**LIST OF TASKS:**
[1] List the sitemap file names that the sitemap strategy article below suggests for segmenting a typical site by content type.
[2] According to the sitemap strategy article below, what is the maximum number of URLs a single sitemap file may contain?
[3] Pick up the article on XML sitemap strategy below and continue it from its final sentence.

XML Sitemap Strategy Beyond One Big File: Index Sitemaps, Segmentation, and Using lastmod to Steer Crawling

No Comments

If your site ships a single sitemap.xml with every URL dumped into it, you're leaving diagnostic signal on the table. A sitemap isn't just a list you hand Google so it can find pages — it's a controllable input you can segment, measure, and use to read indexation health per content type. Done well, your sitemap structure becomes a dashboard that tells you exactly which template is failing to get indexed and lets you steer crawl attention toward the URLs that changed.

Why one big file hides your real problems

Search Console reports sitemap coverage at the sitemap level. If you submit a single file with 50,000 URLs and it shows "38,000 indexed," that number is useless for decision-making. You can't tell whether your blog is fully indexed while your programmatic landing pages are being ignored, or vice versa. The aggregate masks the variance — and variance is where the actionable insight lives.

The fix is to split your sitemaps along the same lines your site is built: by template or content type. When each template has its own sitemap, Search Console's per-sitemap "Submitted vs. Indexed" counts become a genuine indexation-rate breakdown. A template indexing at 95% is healthy. One indexing at 40% is telling you that those pages are thin, duplicative, orphaned, or otherwise judged not worth keeping. You found the problem in seconds instead of crawling and clustering 50,000 URLs by hand.

How to segment: by template, not by accident

Segment so each sitemap maps to a single content type with a coherent quality and freshness profile. For a typical site that means files like:

  • sitemap-products.xml — individual product/detail pages
  • sitemap-categories.xml — listing and faceted hub pages
  • sitemap-blog.xml — editorial articles
  • sitemap-pages.xml — static/marketing pages
  • sitemap-programmatic.xml — any templated, data-driven pages (locations, comparisons, etc.)

Then bind them together with a sitemap index file — an XML file whose entries are <sitemap> references rather than <url> entries. Submit only the index in Search Console and Bing Webmaster Tools; the engines fetch the children automatically.

<?xml version="1.0" encoding="UTF-8"?>
<sitemapindex xmlns="http://www.sitemaps.org/schemas/sitemap/0.9">
  <sitemap>
    <loc>https://example.com/sitemap-products.xml</loc>
    <lastmod>2026-06-03T09:14:00+00:00</lastmod>
  </sitemap>
  <sitemap>
    <loc>https://example.com/sitemap-blog.xml</loc>
    <lastmod>2026-06-01T17:42:00+00:00</lastmod>
  </sitemap>
</sitemapindex>

Respect the hard limits: each sitemap file holds a maximum of 50,000 URLs and 50MB uncompressed. When a template exceeds that, paginate it — sitemap-products-1.xml, sitemap-products-2.xml — and list all parts in the index. A single index file can reference up to 50,000 sitemaps, and you can nest indexes if you genuinely operate at that scale. Keeping each shard well under the cap also keeps the per-sitemap indexation numbers easy to reason about.

Using lastmod to steer crawling

The <lastmod> element is the most misunderstood and most abused field in the spec — and when used honestly, it's your strongest lever for crawl prioritization. Google has stated it uses lastmod as a signal for scheduling recrawls, but only from sites that populate it accurately. The catch is reciprocal: if your lastmod values are untrustworthy, Google stops trusting the field entirely for your domain, and you lose the lever permanently.

**RECORD EXTRACTS:**
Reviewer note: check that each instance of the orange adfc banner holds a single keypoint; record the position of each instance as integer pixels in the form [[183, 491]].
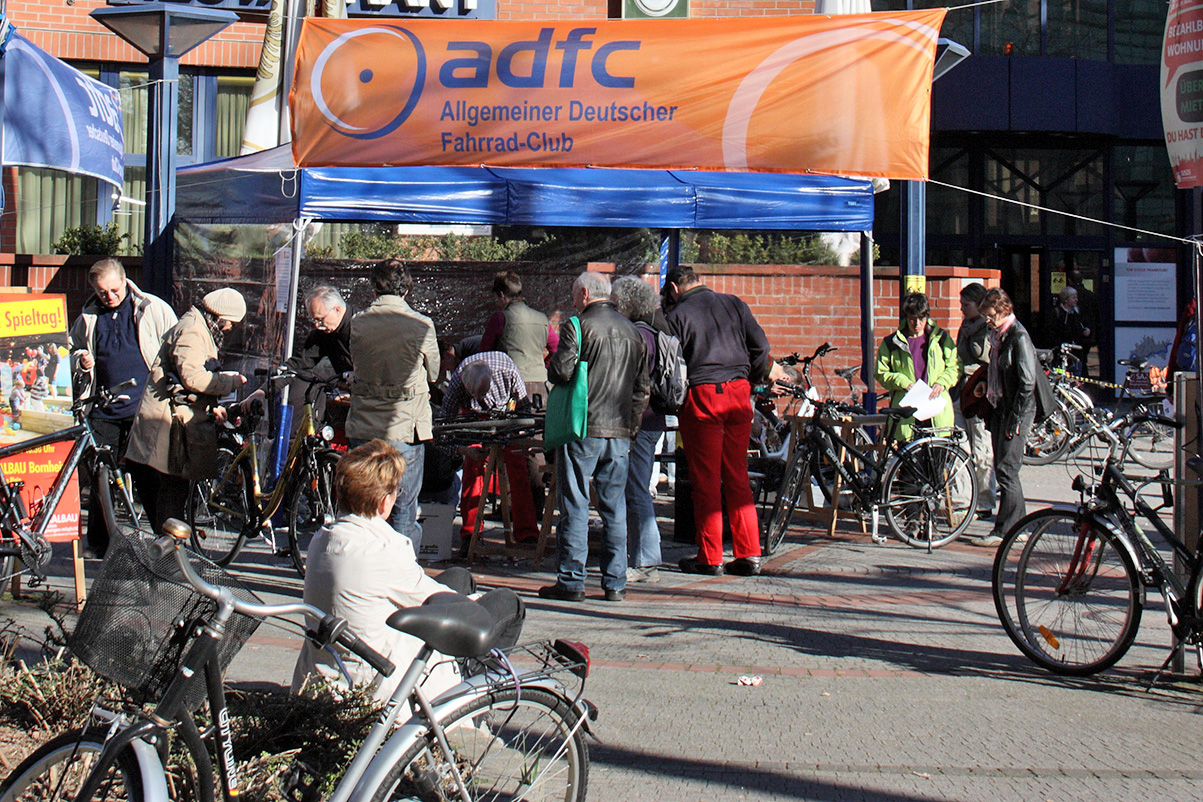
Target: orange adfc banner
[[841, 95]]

==

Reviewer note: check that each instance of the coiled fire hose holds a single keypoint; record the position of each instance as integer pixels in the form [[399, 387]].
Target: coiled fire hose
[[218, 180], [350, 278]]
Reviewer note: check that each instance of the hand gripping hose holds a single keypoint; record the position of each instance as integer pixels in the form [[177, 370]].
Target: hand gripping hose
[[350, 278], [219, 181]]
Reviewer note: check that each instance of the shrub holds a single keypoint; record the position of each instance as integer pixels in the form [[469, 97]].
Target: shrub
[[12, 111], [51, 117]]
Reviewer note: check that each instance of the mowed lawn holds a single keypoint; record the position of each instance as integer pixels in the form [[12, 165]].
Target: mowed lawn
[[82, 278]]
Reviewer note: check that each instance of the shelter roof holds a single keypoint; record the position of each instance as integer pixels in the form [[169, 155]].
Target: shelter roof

**ANSWERS PER TASK:**
[1]
sitemap-products.xml
sitemap-categories.xml
sitemap-blog.xml
sitemap-pages.xml
sitemap-programmatic.xml

[2] 50,000 URLs.

[3]
Rules for keeping lastmod a credible signal:

  • Only update it when the meaningful content actually changes. A new comment, a rotated "related products" widget, or a refreshed timestamp in the footer is not a content change. If you bump lastmod for cosmetic churn, you're crying wolf.
  • Use a complete, valid date format. W3C Datetime — either 2026-06-03 or the full 2026-06-03T09:14:00+00:00. Include the timezone when you include the time.
  • Never set every URL's lastmod to today's date on each build. This is the single most common way sites destroy the signal's value. If everything changed today, nothing did.
  • Propagate lastmod up to the index entry. The index lastmod should reflect the most recent change within that child sitemap, so engines can cheaply decide which children to refetch.

When your lastmod is honest, you effectively get to nominate which URLs deserve a fresh crawl. Updated a thousand product descriptions overnight? Their lastmod moves, the engine sees a concentrated freshness signal in sitemap-products.xml, and recrawl scheduling responds. That's crawl steering you control directly — far more reliable than hoping the crawler stumbles back on its own.

Note that <changefreq> and <priority> are effectively ignored by Google today. Don't spend engineering time computing them; invest that effort in getting lastmod right.

Turning segmentation into a diagnostic workflow

Once segmented, run this loop:

  1. Read per-sitemap indexation rates in Search Console. Rank your templates by indexed ÷ submitted.
  2. Triage the laggards. A low rate on a template almost always points to a systemic cause: near-duplicate content, soft 404s, thin pages, missing internal links, or canonicalization sending equity elsewhere. Because the URLs share a template, the fix is usually one code change applied to thousands of pages.
  3. Isolate experiments. Spin a suspect cohort into its own sitemap to watch indexation move independently after a change, instead of drowning it in the aggregate.
  4. Cross-check with the URL Inspection API or your crawler to confirm whether laggards are "Discovered – not indexed," "Crawled – not indexed," or "Duplicate," because each points to a different remedy.

A useful advanced move: keep a deliberately separate sitemap for pages you suspect are weak — newly launched programmatic sets, for instance. Watching that cohort's indexation curve in isolation tells you whether the new content is earning its place before it dilutes your sitewide signal.

Common mistakes

  • Listing non-indexable URLs. Sitemaps should contain only canonical, 200-status, indexable URLs. Including redirects, noindex pages, parameter variants, or non-canonical URLs pollutes your indexation math and erodes trust in the file.
  • Mismatched canonicals. Every URL in a sitemap should be the canonical version. If the sitemap URL and the page's rel=canonical disagree, you're sending conflicting signals.
  • Submitting children directly when you have an index. Submit the index file only; let the engine discover the rest. Double-submitting creates redundant, confusing reporting.
  • Stale lastmod after real edits. The inverse of crying wolf — if you genuinely overhaul a page but never bump lastmod, you've waived your recrawl request.
  • Forgetting the robots reference. Add Sitemap: https://example.com/sitemap-index.xml to robots.txt so the index is discoverable independent of any single search tool.
  • One giant file at scale. Beyond hiding diagnostics, it's slower to generate, fetch, and parse, and a single malformed entry can throw the whole file.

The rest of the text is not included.